What to produce: Every record below should be repeated word for word, with the pictures left out.
****************
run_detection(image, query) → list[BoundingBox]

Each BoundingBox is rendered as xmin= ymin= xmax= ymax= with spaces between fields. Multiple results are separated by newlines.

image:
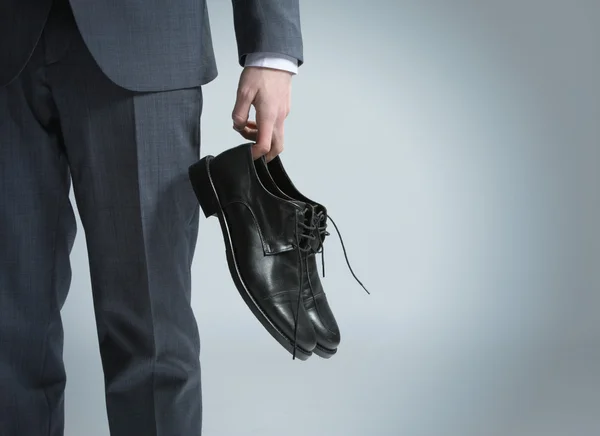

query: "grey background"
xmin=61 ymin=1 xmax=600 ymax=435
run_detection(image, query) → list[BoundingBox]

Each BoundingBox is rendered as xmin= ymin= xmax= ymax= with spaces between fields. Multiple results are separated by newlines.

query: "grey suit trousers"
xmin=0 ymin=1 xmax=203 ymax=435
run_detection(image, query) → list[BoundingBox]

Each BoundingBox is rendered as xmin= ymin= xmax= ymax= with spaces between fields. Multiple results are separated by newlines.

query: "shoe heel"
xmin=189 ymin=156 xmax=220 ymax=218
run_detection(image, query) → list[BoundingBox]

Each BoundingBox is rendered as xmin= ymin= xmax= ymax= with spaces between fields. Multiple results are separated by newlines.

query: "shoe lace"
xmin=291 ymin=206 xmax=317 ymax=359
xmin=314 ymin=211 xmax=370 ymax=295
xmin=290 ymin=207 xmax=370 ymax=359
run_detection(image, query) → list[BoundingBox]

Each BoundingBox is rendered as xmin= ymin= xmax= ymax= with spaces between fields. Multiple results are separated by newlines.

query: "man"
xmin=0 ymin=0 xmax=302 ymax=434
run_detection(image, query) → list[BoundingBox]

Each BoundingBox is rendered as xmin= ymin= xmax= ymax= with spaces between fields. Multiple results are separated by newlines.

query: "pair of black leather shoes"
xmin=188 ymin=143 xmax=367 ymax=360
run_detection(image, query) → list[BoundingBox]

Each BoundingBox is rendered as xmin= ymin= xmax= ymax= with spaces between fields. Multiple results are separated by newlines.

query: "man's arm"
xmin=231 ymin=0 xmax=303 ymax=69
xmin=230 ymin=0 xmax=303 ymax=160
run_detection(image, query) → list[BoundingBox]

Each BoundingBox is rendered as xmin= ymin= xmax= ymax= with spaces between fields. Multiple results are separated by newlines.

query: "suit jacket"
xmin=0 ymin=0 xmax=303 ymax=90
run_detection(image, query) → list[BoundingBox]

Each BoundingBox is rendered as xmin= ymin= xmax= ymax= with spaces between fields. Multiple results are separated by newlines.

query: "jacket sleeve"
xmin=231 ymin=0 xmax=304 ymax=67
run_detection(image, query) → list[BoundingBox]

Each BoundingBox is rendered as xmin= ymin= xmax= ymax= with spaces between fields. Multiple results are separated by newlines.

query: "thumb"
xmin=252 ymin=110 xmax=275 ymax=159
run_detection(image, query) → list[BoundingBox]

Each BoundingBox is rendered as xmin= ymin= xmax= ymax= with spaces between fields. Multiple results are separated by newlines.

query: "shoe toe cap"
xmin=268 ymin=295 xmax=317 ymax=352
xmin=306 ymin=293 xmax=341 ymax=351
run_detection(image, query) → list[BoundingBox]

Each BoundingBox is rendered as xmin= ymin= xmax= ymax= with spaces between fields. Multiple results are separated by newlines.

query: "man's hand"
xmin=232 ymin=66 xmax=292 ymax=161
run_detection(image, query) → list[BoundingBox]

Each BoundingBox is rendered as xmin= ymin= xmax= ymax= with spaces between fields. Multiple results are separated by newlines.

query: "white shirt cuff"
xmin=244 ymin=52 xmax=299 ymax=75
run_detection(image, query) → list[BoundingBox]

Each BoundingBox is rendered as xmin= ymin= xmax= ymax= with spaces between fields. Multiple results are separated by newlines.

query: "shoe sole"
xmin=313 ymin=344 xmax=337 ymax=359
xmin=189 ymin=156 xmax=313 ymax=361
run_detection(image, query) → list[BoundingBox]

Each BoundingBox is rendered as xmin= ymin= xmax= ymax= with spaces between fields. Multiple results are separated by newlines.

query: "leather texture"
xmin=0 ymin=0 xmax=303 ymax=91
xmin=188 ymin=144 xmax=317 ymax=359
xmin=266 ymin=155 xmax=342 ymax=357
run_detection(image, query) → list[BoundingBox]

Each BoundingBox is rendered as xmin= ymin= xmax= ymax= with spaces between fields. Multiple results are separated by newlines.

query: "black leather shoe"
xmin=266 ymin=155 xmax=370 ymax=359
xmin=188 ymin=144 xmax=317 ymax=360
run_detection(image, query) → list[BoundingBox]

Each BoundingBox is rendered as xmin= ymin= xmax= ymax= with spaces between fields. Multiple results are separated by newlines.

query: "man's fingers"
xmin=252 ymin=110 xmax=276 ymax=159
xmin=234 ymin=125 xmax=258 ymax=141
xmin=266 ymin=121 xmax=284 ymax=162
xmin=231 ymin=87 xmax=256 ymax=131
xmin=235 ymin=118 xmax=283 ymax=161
****************
Result of this exercise:
run_detection(image, query) → list[BoundingBox]

Each BoundingBox is rendered as xmin= ymin= xmax= ymax= with spaces between fields. Multiple results are separated by newlines.

image:

query: "grey background"
xmin=61 ymin=1 xmax=600 ymax=435
run_detection(image, query) → list[BoundingBox]

Each BoundingBox is rendered as xmin= ymin= xmax= ymax= with spaces between fields. Multiple results are separated by newlines.

query: "grey suit trousers"
xmin=0 ymin=1 xmax=203 ymax=435
run_detection(image, query) → list[BoundingBox]

Each BoundingBox is rendered as xmin= ymin= xmax= ymax= with spaces between fields. Multiple results are separated by newlines.

query: "shoe heel"
xmin=189 ymin=156 xmax=220 ymax=218
run_detection(image, query) → list[BoundingBox]

Each BoundingBox is rendered as xmin= ymin= xmax= ymax= with spaces between fields. Multiple results are separated by newlines.

query: "shoe lace"
xmin=291 ymin=206 xmax=317 ymax=359
xmin=314 ymin=211 xmax=370 ymax=295
xmin=290 ymin=207 xmax=370 ymax=359
run_detection(image, query) → list[BoundingBox]

Each BoundingBox is rendered as xmin= ymin= xmax= ymax= with spaces between fields. Multiple results are separated by newlines.

query: "man"
xmin=0 ymin=0 xmax=302 ymax=434
run_detection(image, query) → list[BoundingBox]

Each BoundingBox is rendered as xmin= ymin= xmax= ymax= with spaces between fields. Multiple results are separated by newlines.

query: "pair of black leather shoes"
xmin=188 ymin=143 xmax=367 ymax=360
run_detection(image, query) → list[BoundingBox]

Each BoundingBox is rendered as xmin= ymin= xmax= ymax= with spaces between fields. Multiple results are separated by newlines.

query: "man's arm"
xmin=231 ymin=0 xmax=303 ymax=69
xmin=230 ymin=0 xmax=303 ymax=160
run_detection(image, query) → list[BoundingBox]

Each BoundingBox is rendered as xmin= ymin= xmax= ymax= with spaces between fields. Multiple results are separated by newlines.

query: "suit jacket"
xmin=0 ymin=0 xmax=303 ymax=90
run_detection(image, query) → list[BoundingBox]

Each BoundingBox is rendered as xmin= ymin= xmax= ymax= with spaces between fields. Multiple results are separated by newlines.

query: "jacket sleeve"
xmin=231 ymin=0 xmax=304 ymax=67
run_detection(image, query) → list[BoundingBox]

Each BoundingBox is rendered as xmin= ymin= xmax= ymax= with spaces between fields. Multiple results are separated by newlines.

query: "thumb"
xmin=252 ymin=110 xmax=275 ymax=159
run_detection(image, query) → list[BoundingBox]

Each BoundingBox is rendered as xmin= ymin= xmax= ymax= with spaces between fields. Multiple results are separated by newlines.

query: "shoe toe cap"
xmin=268 ymin=295 xmax=317 ymax=352
xmin=306 ymin=293 xmax=341 ymax=351
run_detection(image, query) → list[BoundingBox]

Each BoundingBox is rendered as xmin= ymin= xmax= ymax= with spaces between fields. Multiple results are separated by newlines.

query: "man's hand"
xmin=232 ymin=66 xmax=292 ymax=161
run_detection(image, query) → list[BoundingBox]

Each BoundingBox is rendered as xmin= ymin= xmax= ymax= with spaces between fields. Multiple results are separated by newlines.

query: "white shirt cuff"
xmin=244 ymin=52 xmax=299 ymax=75
run_detection(image, query) → list[BoundingBox]

Each BoundingBox is rendered as xmin= ymin= xmax= ymax= with spaces between fields. Multiple results are separated by newlines.

query: "shoe sole"
xmin=313 ymin=344 xmax=337 ymax=359
xmin=189 ymin=156 xmax=313 ymax=361
run_detection(image, query) → list[BoundingBox]

Each BoundingBox is rendered as xmin= ymin= xmax= ymax= with spaces between fields. Multiple results are separated by newlines.

query: "leather texture"
xmin=0 ymin=0 xmax=303 ymax=91
xmin=188 ymin=144 xmax=317 ymax=359
xmin=266 ymin=155 xmax=342 ymax=357
run_detection(image, query) → list[BoundingBox]

Each BoundingBox is rendered as xmin= ymin= xmax= ymax= with spaces between fields. Multiple results are separated by newlines.

query: "black leather shoe"
xmin=266 ymin=155 xmax=370 ymax=359
xmin=188 ymin=144 xmax=317 ymax=360
run_detection(image, query) → list[BoundingBox]

Each BoundingBox is rendered as xmin= ymin= xmax= ymax= with spaces between fields. Multiple results are separated by newlines.

query: "man's fingers"
xmin=252 ymin=110 xmax=276 ymax=159
xmin=234 ymin=125 xmax=258 ymax=141
xmin=266 ymin=121 xmax=284 ymax=162
xmin=231 ymin=87 xmax=256 ymax=131
xmin=235 ymin=118 xmax=283 ymax=161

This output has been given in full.